§ **Pointing items**:
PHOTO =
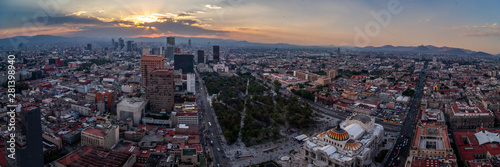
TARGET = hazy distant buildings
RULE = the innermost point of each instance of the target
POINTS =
(157, 51)
(191, 79)
(184, 62)
(201, 56)
(129, 46)
(216, 56)
(148, 64)
(170, 47)
(160, 90)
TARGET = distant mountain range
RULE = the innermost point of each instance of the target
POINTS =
(424, 49)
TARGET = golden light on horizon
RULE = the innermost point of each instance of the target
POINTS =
(141, 19)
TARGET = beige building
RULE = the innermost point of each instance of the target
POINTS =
(324, 80)
(431, 141)
(101, 136)
(353, 142)
(187, 118)
(148, 64)
(463, 116)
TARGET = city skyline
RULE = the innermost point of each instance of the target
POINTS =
(463, 24)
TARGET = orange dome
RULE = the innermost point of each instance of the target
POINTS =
(352, 145)
(338, 134)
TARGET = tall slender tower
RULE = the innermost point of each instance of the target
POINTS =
(160, 91)
(216, 56)
(121, 44)
(201, 56)
(148, 64)
(29, 138)
(170, 47)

§ **Request**: Copy out every item above word for word, leaving out the pictures.

§ **Answer in full**:
PHOTO =
TARGET = hazy distant buildings
RULE = the innermost point of each instance of the target
POINTS =
(157, 51)
(191, 79)
(184, 62)
(201, 56)
(129, 46)
(216, 56)
(148, 64)
(170, 47)
(160, 90)
TARGET = distant mountain range
RULE = the innermost point of each instance of the target
POINTS =
(424, 49)
TARGET = golden light on horizon
RULE = the innermost point of each instance of the target
POINTS =
(141, 19)
TARGET = beige building
RULE = the innermost point of each instance of the target
POINTS =
(324, 80)
(431, 141)
(101, 136)
(353, 142)
(187, 118)
(148, 64)
(463, 116)
TARGET = city skyline
RULE = the innermost point of each instance of the target
POINTS =
(463, 24)
TARGET = orange dome
RULE = the innermost point of each instance of the target
POINTS =
(352, 145)
(338, 134)
TARGET = tall slender tower
RULE = the innermost point of each instance of the target
POINTS =
(160, 91)
(216, 56)
(121, 44)
(201, 56)
(148, 64)
(29, 138)
(170, 47)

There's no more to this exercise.